Selected excerpt
# For Elf........Clam Pie



## PolishedTopaz (Nov 14, 2004)

This is a regional Eastern Long Island recipe. Specifically points east of Southampton, which is about an hour from Montauk.


CLAM PIE



1/2 c. butter, melted
1 c. flavored bread crumbs
1/2 tsp. oregano, dried
1/2 tsp. parsley 
Garlic powder to taste
1/2 c. parmesan cheese
1/2 c. mozzarella, grated
2 6.5 oz. cans minced clams with juice


1... Pre-heat oven to 350. Combine first 5 ingredients and clams.

2... Add 1/4 c. each mozzarella and parmesan cheese. Stir till combined.

3... Pour into pie plate. [or other shallow pan]

4... Top with remaining cheese.

5... Bake for 20-30 mins till bubbly, serve with crackers.

6... EAT AND ENJOY!!!!



BTW did you ever try the mushrooms???
Enjoy it........Charlotte


----------



## kitchenelf (Nov 16, 2004)

This looks sinful!!!!!  Thanks PT!!!!

...point me to the 'shrooms again - I'm making them today - I've waited long enough.  I know the recipe is somewhere on my desk - but you should see my desk!!!!!!!


----------



## buckytom (Nov 16, 2004)

i really thought clam pies were a joke the first time i was driving out to montauk. saw signs for homemade ones by the side of the road, and nearly crashed from laughing so hard...


----------



## pdswife (Nov 17, 2004)

*clam pie*

I've got to try this!  My son's coming for dinner next week and he loves clams.  I'll make it then.   Thanks!


----------



## PolishedTopaz (Nov 18, 2004)

Your welcome PDS..........let me know how you like it.


----------

Directive
Output the part of the clam pie thread starting at "2... Add 1/4" and ending at "serve with crackers.", word for word. The records are separate material with no connection to the clam pie thread.

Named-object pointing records

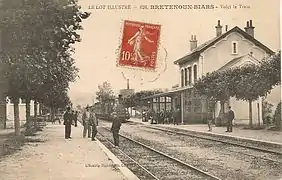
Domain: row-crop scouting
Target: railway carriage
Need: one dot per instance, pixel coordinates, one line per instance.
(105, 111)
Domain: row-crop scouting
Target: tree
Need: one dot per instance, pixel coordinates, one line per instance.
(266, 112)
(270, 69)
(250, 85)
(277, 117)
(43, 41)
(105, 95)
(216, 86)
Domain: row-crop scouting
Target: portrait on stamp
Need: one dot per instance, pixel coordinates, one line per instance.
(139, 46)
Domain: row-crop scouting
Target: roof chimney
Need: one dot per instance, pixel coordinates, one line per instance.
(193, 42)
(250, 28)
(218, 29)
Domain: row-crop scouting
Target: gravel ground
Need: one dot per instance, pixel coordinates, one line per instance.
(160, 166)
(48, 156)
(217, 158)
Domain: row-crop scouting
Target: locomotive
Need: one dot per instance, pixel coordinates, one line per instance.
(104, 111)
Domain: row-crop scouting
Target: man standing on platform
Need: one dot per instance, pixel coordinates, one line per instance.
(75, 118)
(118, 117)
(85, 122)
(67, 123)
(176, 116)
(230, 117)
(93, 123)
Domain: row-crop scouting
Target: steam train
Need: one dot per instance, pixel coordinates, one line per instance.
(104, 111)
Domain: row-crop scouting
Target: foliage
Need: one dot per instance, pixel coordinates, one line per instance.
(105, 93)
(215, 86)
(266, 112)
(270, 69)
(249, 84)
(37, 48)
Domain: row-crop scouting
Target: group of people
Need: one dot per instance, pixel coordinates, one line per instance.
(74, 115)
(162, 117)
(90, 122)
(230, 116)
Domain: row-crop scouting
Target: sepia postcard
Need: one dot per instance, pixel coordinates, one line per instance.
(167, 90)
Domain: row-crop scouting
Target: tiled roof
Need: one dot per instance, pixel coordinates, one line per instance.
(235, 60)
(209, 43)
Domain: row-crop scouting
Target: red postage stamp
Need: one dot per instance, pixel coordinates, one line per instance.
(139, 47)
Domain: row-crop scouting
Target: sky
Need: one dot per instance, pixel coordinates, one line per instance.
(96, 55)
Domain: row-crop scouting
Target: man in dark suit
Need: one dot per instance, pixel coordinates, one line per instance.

* * *

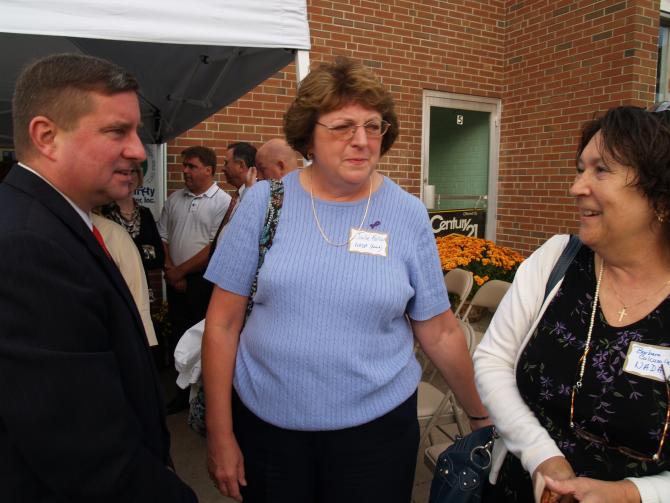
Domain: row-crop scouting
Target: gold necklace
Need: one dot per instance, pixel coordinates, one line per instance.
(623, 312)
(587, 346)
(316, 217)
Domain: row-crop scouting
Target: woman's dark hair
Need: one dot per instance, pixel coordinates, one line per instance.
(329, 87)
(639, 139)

The reply
2... Add 1/4 c. each mozzarella and parmesan cheese. Stir till combined.

3... Pour into pie plate. [or other shallow pan]

4... Top with remaining cheese.

5... Bake for 20-30 mins till bubbly, serve with crackers.